Record excerpts START
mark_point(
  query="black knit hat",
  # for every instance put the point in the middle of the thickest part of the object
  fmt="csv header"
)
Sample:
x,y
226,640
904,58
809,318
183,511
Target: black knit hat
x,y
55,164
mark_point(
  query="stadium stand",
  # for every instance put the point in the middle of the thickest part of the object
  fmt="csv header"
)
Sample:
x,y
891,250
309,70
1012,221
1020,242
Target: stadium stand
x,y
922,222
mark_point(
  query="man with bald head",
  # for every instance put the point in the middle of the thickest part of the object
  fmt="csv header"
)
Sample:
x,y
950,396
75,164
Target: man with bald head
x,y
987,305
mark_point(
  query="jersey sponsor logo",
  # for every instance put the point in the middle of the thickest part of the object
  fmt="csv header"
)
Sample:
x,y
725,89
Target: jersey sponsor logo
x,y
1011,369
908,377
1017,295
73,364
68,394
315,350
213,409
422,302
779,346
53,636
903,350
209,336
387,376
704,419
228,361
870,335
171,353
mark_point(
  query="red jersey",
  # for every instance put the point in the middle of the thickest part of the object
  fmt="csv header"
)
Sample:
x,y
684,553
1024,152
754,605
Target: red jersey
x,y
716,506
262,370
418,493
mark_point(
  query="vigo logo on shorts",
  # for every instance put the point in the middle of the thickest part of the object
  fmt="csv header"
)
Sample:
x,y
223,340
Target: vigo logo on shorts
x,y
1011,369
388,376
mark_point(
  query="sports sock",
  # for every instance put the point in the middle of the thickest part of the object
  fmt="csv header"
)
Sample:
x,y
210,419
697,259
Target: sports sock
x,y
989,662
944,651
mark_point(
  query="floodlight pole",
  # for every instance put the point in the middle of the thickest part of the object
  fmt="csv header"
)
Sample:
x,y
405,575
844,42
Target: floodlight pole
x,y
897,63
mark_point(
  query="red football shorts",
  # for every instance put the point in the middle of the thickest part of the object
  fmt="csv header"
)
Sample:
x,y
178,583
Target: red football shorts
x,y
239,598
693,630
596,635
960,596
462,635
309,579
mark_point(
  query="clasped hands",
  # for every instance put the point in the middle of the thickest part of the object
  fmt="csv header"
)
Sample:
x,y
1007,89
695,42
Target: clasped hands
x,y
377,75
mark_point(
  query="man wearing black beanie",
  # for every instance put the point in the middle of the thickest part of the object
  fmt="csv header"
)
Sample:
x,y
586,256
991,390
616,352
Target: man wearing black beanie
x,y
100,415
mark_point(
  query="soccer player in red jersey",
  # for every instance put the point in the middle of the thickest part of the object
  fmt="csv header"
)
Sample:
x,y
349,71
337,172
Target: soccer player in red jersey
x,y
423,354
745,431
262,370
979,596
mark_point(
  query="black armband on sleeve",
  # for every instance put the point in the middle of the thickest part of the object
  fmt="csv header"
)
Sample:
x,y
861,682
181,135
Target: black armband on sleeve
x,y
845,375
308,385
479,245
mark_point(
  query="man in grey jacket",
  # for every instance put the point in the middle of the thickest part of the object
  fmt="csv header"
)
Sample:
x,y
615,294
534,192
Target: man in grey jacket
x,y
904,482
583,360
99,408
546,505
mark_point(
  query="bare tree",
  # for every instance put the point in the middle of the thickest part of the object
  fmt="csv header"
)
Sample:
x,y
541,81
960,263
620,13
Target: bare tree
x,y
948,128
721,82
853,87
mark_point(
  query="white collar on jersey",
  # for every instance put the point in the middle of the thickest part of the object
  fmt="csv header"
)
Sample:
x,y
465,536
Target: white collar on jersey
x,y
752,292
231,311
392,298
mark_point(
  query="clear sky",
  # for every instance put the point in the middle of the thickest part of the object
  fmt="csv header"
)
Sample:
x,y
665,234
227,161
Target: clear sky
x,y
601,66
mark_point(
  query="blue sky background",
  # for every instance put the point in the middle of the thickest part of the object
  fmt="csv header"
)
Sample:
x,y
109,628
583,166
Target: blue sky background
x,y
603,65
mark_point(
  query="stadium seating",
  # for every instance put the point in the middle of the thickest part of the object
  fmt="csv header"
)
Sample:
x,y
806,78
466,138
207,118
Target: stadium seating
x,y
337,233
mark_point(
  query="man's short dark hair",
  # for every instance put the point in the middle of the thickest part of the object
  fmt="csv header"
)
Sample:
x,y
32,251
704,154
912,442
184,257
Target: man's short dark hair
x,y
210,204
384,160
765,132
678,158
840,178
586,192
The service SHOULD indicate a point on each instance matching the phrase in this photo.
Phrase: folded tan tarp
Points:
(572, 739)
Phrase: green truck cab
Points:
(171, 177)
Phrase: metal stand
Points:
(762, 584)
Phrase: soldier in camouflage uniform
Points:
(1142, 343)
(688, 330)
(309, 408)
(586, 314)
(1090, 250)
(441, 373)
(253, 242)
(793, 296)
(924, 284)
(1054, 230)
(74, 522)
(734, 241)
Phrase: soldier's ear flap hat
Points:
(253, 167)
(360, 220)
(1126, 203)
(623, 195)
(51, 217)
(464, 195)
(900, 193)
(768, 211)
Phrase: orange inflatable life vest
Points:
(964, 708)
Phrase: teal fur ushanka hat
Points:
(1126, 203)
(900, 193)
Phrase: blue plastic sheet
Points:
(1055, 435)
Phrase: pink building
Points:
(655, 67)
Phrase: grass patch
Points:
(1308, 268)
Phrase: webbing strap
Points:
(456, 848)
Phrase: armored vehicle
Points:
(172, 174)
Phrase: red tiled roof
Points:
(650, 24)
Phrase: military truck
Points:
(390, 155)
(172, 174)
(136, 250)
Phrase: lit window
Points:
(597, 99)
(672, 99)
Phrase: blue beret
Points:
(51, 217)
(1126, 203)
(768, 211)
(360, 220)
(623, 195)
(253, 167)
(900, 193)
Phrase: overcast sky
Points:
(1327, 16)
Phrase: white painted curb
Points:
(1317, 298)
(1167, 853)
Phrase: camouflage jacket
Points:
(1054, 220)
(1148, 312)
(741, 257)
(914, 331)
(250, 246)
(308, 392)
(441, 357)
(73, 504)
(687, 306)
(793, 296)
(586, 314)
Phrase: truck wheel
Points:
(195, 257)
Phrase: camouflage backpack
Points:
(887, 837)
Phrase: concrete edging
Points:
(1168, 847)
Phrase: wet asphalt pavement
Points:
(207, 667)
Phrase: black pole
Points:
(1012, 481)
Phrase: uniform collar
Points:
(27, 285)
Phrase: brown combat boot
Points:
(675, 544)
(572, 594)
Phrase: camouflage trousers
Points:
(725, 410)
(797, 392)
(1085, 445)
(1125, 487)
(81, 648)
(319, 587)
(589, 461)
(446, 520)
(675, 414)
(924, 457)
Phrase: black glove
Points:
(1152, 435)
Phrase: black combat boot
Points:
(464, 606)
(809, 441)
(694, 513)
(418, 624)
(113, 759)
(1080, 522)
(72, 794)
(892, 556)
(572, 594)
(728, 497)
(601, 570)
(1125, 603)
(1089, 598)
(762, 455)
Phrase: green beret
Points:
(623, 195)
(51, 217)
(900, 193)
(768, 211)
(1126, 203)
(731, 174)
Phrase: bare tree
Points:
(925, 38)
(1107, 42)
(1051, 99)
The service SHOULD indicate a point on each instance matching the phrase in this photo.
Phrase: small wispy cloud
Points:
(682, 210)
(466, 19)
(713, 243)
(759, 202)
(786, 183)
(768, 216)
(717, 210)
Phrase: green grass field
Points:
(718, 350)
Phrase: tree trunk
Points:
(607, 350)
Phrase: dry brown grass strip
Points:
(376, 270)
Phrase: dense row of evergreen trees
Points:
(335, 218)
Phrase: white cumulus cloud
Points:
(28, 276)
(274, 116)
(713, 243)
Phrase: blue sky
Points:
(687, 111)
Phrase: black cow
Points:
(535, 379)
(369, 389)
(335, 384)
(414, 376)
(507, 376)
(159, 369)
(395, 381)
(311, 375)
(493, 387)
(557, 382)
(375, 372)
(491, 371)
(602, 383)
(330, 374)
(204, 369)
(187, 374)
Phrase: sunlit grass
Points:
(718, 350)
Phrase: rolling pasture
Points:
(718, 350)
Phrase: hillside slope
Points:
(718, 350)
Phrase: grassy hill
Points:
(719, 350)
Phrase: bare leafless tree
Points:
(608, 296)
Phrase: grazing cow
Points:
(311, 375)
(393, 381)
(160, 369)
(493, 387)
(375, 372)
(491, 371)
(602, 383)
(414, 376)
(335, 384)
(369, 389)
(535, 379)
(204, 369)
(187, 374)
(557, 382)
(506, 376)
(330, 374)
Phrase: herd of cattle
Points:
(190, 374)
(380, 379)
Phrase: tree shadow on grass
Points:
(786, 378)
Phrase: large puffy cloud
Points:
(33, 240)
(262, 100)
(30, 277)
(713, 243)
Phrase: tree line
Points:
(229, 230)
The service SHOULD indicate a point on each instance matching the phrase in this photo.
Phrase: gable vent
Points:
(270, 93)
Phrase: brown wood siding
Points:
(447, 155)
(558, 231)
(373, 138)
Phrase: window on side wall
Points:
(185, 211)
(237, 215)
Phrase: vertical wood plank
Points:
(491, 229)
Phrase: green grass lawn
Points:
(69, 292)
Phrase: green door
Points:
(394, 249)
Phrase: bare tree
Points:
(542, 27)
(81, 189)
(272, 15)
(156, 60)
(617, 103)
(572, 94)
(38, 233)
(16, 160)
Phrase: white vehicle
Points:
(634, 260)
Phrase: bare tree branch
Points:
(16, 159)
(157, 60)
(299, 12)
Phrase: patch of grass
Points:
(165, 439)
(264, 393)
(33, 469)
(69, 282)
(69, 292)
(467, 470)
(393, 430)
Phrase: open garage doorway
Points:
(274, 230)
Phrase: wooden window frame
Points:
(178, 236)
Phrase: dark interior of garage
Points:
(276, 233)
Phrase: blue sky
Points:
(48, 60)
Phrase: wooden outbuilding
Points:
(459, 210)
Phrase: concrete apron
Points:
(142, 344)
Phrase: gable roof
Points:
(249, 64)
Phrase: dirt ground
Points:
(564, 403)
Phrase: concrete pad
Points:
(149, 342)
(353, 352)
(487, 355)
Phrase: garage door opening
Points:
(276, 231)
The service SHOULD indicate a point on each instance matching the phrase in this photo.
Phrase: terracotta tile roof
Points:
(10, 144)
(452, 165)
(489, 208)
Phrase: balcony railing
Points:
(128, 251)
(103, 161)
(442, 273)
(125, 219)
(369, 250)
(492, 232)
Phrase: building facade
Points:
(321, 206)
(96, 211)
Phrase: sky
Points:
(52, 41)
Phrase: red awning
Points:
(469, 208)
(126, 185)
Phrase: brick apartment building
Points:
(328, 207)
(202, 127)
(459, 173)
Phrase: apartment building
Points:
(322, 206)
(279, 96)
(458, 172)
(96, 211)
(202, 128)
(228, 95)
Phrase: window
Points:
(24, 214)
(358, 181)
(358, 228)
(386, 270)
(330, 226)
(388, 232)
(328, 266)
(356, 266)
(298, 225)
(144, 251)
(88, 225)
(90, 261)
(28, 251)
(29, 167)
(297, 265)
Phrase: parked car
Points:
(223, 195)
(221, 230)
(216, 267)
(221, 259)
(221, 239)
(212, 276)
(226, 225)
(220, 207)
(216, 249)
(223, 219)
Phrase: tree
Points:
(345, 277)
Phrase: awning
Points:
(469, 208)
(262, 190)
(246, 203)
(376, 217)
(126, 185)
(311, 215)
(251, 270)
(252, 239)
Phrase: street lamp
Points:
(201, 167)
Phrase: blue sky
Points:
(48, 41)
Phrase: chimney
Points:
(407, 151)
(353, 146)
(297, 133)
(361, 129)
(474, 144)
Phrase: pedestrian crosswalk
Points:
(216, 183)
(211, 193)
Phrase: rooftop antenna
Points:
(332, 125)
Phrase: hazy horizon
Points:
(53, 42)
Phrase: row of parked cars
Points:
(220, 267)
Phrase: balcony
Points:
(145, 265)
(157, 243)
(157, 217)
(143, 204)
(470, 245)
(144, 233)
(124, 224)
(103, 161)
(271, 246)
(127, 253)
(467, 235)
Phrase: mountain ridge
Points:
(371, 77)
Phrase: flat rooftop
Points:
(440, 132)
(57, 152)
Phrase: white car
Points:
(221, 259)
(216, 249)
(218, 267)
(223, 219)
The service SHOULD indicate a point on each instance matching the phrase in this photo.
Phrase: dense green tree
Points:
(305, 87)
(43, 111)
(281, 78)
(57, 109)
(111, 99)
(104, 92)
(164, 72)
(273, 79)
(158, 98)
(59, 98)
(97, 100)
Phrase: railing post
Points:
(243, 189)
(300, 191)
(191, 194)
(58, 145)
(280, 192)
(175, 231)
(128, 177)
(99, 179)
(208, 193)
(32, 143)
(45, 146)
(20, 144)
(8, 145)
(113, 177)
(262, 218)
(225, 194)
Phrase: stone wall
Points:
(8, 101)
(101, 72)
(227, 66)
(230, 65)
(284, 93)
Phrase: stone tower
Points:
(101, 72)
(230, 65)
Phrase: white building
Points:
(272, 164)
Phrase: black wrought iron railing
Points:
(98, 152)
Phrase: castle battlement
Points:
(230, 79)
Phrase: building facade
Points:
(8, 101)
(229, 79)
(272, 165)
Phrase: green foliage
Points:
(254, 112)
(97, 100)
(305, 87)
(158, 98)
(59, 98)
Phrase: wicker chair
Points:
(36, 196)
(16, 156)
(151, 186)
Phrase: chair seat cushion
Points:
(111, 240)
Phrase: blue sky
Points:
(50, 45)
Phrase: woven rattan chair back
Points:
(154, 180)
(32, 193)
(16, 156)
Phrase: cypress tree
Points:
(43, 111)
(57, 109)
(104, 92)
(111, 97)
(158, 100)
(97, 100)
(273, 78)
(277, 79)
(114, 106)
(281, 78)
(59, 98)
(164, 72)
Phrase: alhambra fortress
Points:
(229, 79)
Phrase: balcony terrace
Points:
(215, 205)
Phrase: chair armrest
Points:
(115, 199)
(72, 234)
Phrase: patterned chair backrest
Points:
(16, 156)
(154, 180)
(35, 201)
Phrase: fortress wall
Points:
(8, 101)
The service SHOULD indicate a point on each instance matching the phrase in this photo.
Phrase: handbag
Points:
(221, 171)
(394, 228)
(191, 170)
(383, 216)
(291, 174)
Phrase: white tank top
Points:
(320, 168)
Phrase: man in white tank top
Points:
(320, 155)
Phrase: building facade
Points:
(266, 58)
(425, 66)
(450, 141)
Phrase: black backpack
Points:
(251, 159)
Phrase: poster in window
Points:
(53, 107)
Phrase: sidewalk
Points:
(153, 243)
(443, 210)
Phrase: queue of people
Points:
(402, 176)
Record excerpts END
Problem to solve:
If a line of the data holds the string "tank", count it. Then state the total and nothing more.

Solution for this problem:
2